Items listed in a dataset:
□ □ □ □ □

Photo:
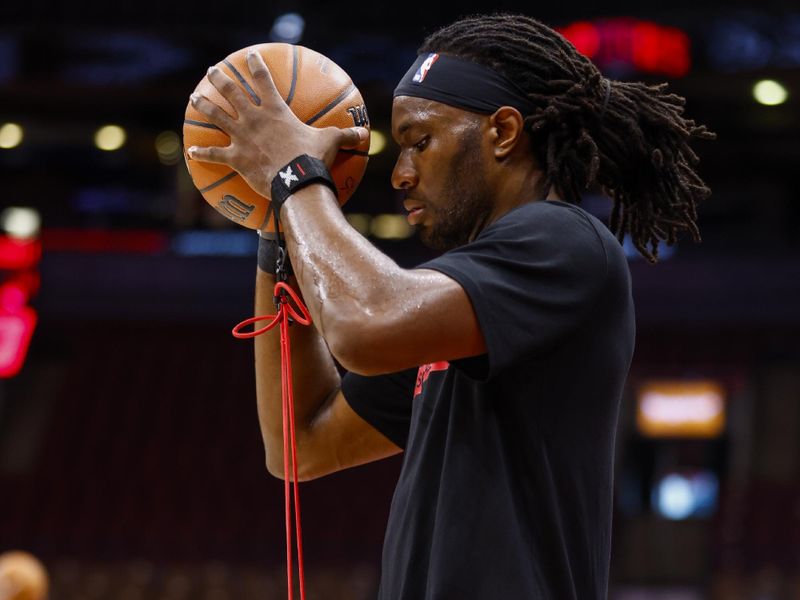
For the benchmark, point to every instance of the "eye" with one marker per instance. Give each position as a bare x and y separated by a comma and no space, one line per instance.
422,144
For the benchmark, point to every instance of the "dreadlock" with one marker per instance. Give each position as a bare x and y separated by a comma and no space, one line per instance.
627,138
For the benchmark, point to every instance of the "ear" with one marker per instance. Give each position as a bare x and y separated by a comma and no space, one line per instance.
506,123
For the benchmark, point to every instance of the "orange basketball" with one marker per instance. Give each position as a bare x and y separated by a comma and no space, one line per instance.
317,90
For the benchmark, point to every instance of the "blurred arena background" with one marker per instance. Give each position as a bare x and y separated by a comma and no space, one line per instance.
130,456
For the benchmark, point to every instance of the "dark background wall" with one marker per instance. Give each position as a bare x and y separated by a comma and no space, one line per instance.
130,455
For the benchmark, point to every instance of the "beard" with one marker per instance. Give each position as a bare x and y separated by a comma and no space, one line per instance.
466,205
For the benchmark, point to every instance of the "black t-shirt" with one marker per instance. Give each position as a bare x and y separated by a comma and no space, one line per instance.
507,478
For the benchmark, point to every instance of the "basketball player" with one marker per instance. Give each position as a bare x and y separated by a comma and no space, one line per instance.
22,576
497,367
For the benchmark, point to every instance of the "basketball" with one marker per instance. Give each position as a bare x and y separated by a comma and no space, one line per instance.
317,90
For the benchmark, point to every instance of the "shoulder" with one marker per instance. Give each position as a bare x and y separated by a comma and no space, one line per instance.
551,228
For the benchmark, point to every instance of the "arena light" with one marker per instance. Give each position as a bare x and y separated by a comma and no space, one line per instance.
19,254
110,138
377,142
16,330
770,92
11,135
625,44
682,495
20,222
681,409
288,28
360,222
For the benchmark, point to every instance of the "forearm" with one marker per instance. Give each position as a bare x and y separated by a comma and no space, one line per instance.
315,376
349,285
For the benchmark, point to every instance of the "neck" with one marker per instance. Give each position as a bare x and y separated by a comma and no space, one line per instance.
518,186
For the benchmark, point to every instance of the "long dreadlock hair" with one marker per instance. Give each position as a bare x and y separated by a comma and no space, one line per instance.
629,139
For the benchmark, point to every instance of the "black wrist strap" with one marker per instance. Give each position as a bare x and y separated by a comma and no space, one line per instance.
272,255
295,175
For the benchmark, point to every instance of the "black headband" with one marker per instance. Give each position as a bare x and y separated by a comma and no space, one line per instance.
462,84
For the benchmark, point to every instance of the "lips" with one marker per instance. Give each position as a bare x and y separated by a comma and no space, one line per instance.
416,210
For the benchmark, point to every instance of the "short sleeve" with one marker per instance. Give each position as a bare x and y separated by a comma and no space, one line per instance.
531,276
383,401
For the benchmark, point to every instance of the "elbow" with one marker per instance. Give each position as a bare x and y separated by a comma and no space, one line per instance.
357,347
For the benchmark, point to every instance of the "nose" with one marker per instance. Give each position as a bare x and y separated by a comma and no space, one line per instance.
404,176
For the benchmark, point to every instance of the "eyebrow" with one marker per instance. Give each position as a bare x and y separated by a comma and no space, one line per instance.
405,126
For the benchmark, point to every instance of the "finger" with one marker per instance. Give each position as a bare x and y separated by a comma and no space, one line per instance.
262,78
212,112
229,89
212,154
353,136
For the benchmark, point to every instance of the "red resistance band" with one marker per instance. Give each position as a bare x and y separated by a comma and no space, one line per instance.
285,314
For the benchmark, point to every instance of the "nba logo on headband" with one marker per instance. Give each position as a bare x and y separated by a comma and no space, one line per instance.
422,72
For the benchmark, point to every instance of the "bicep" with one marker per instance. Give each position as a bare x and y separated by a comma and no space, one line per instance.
428,317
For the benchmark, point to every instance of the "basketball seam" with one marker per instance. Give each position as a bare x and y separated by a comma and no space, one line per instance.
332,105
219,181
201,124
250,91
356,152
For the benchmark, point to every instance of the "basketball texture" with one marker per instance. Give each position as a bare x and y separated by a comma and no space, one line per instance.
317,90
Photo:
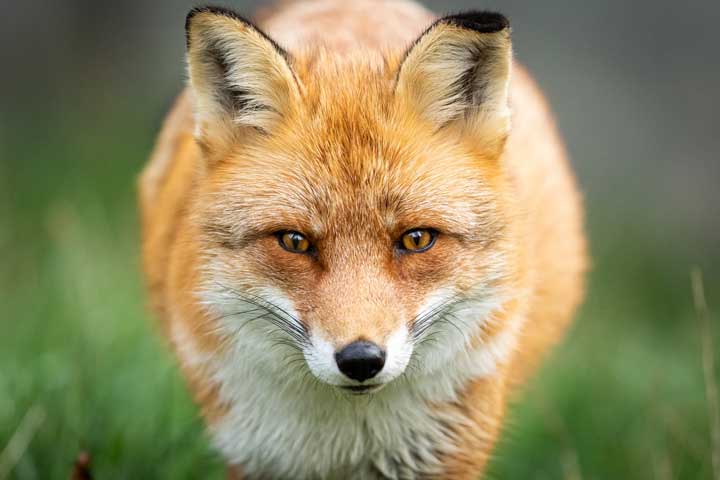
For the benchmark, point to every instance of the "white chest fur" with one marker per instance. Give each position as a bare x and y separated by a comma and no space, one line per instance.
283,423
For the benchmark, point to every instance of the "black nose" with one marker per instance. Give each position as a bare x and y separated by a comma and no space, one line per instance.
360,360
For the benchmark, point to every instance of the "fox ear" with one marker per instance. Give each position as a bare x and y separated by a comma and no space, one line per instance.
240,78
458,72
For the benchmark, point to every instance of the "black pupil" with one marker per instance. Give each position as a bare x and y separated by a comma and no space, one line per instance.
416,237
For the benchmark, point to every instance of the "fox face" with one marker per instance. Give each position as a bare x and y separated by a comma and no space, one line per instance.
352,212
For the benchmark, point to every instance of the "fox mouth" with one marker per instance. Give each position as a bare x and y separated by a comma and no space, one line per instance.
362,389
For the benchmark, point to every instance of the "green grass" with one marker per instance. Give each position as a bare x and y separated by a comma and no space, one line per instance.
623,397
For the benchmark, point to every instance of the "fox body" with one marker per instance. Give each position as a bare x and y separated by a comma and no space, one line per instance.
360,232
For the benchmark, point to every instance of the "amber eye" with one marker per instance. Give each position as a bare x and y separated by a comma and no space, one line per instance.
418,240
294,242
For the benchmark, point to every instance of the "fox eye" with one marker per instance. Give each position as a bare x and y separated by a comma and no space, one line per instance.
294,242
418,240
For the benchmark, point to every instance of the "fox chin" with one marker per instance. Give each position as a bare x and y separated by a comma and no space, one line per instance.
360,235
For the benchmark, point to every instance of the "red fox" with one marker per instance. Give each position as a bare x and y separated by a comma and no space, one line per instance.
360,233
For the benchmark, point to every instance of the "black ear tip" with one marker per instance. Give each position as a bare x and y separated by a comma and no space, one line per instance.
225,12
483,22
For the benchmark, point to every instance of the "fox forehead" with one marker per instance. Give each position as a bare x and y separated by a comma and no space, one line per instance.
345,162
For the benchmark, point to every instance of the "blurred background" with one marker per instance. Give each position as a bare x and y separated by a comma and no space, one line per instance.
84,87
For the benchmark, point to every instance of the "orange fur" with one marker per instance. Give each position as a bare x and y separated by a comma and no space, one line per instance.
373,168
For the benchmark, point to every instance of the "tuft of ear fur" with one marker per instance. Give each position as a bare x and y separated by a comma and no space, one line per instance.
240,78
458,73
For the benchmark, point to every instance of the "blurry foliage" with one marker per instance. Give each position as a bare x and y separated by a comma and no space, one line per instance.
623,397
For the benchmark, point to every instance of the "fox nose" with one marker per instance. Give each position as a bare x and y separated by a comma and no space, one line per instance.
360,360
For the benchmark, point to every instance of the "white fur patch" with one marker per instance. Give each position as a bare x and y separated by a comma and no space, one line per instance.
284,423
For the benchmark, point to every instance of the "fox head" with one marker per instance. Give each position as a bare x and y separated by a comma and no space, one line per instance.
353,210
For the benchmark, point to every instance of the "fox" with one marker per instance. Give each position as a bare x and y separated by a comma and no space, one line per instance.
360,235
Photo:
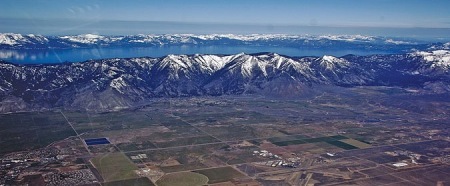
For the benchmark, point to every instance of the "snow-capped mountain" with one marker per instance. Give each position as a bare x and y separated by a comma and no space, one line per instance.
18,41
118,83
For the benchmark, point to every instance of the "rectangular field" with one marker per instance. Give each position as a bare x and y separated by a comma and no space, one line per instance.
221,174
114,167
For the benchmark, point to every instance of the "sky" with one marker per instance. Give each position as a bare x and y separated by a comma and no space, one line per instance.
231,16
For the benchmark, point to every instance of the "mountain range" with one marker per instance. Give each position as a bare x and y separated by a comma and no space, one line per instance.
31,41
110,84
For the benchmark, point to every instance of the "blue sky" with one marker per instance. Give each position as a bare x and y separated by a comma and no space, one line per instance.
59,16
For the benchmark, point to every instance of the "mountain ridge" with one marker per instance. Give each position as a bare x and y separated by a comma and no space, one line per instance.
31,41
121,83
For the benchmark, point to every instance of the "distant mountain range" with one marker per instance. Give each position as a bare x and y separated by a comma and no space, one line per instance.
119,83
19,41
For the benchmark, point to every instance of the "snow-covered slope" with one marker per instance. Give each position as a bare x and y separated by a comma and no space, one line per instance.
18,41
119,83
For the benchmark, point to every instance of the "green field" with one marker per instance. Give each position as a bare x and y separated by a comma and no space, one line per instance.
182,179
221,174
114,166
133,182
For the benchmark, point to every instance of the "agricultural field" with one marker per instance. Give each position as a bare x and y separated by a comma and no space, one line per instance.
182,178
335,139
114,166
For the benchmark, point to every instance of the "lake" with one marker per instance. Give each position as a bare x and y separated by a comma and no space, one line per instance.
30,56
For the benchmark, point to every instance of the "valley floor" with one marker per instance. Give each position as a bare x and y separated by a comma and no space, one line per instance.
350,136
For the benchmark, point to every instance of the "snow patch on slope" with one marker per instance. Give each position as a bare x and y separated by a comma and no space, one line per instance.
438,58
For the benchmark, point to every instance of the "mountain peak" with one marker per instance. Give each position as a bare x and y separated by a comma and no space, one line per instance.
438,58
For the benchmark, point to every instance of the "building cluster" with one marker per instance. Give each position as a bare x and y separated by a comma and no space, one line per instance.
76,177
278,160
139,157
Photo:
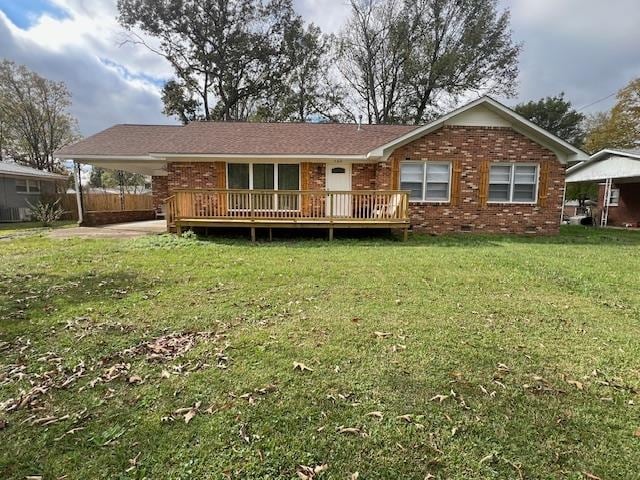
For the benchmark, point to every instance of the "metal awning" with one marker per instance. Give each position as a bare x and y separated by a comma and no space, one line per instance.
623,166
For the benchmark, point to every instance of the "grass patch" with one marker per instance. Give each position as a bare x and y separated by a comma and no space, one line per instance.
458,357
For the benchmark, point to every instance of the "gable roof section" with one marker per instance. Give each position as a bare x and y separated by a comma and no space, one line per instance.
12,169
236,139
565,151
296,140
607,163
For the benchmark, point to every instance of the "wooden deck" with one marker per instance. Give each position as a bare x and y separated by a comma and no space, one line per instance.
288,209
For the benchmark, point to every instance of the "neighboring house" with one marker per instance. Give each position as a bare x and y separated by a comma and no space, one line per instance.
21,185
479,168
618,173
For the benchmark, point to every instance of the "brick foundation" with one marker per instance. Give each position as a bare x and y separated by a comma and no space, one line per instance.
94,219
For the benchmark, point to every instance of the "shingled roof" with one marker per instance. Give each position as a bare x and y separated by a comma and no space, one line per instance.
235,138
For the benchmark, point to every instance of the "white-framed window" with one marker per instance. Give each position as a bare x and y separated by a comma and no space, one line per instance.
513,183
27,186
264,176
614,198
426,181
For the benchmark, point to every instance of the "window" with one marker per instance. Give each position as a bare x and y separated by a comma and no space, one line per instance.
512,183
426,181
264,176
614,198
27,186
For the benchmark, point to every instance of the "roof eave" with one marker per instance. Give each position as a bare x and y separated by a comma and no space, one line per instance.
563,150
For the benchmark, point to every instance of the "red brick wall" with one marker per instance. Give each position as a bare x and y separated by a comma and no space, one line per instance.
195,175
363,176
472,145
628,210
318,178
159,190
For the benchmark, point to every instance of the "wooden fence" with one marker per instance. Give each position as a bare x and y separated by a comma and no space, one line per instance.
105,202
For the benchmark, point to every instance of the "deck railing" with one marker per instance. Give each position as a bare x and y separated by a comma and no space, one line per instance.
373,206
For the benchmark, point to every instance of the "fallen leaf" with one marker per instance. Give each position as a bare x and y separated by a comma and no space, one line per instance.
439,398
189,415
349,430
302,367
382,334
577,384
591,476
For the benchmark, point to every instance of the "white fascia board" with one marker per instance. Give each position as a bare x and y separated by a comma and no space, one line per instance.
108,157
251,157
562,149
53,177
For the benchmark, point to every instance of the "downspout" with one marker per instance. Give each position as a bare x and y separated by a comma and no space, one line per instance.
78,184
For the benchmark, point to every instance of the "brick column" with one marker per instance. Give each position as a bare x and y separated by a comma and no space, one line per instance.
159,190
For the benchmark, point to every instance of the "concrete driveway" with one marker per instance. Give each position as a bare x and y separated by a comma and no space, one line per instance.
117,230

□ □ □ □ □

-- TASK DESCRIPTION --
Pick out every line in the items above that contains the word "patch", and copy each of those lines in full.

-- OUTPUT FOR THIS TASK --
For the benchmark, point to every instance of the "white fur patch" with one marker per instance. Give each position as a bare x and y separated by a comma and no space, one line per instance.
For the benchmark, point to every instance of the "snow patch on slope" with one marker per instance. Give each position as a bare x and y separated by a comma and no space, one line per instance.
For the benchmark, point to every instance of the "grass patch" with one marker per instance. Give each position as a bare x and y separated by a comma and no space, one line per instance.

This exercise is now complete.